■ 問題 ■
次の1.～3.の記述が文書抜粋の内容と一致するかどうかを、それぞれ「はい」か「いいえ」で答え、判断の根拠となる箇所を本文からそのまま引用しなさい。
1. ギアツの論文「バリにおける人間・時間・行為」は一九六六年のものである。
2. 引用された一節では、日常生活と宗教生活の境目ははっきりしているとされている。
3. 引用された一節では、礼儀作法は一種の舞踊だとされている。

■ 文書抜粋 ■
-*-

1989 現代思想 8月号(Vol.17- 9)

現代思想 八月号 第十七巻第九号 特集= 闘うデリダ 言葉のポリティクス
青土社
1989年8月1日 発行

P256- 264
短期集中連載 宗教儀礼と民族芸術 3
バリ島のトランスダンス 3 植島啓司

1
クリフォード・ギアツは「バリにおける人間・時間・行為」(一九六六)という論文の中で、バリの人々にとっては日常生活がそのまま宗教儀礼だという点を強調して、次のように述べている。

日常の人間相互関係はたいへん儀礼的で、宗教活動は非常に日常的なので、一方がどこから始まり、他方がどこで終わるかを知ることは困難なくらいである。日常生活と宗教生活はともに、バリの最も著名な文化の属性である芸術的傾向の表われなのである。念入りな寺院の祭儀のときの華麗な行列、壮大な音楽劇、曲芸じみた踊り、おおげさな影絵芝居、遠回しの言い方、謝罪の身振りなどはすべて同種のものである。礼儀作法は一種の舞踊であり、舞踊は一種の儀礼であり、儀礼における聖化の儀式はそのまま一種の礼儀作法なのである。

-*-

■ 提示資料 ■

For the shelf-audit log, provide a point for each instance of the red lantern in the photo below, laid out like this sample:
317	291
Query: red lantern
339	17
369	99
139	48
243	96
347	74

-*-

■ 正解 ■
1. はい。「「バリにおける人間・時間・行為」(一九六六)」
2. いいえ。「一方がどこから始まり、他方がどこで終わるかを知ることは困難なくらいである」
3. はい。「礼儀作法は一種の舞踊であり」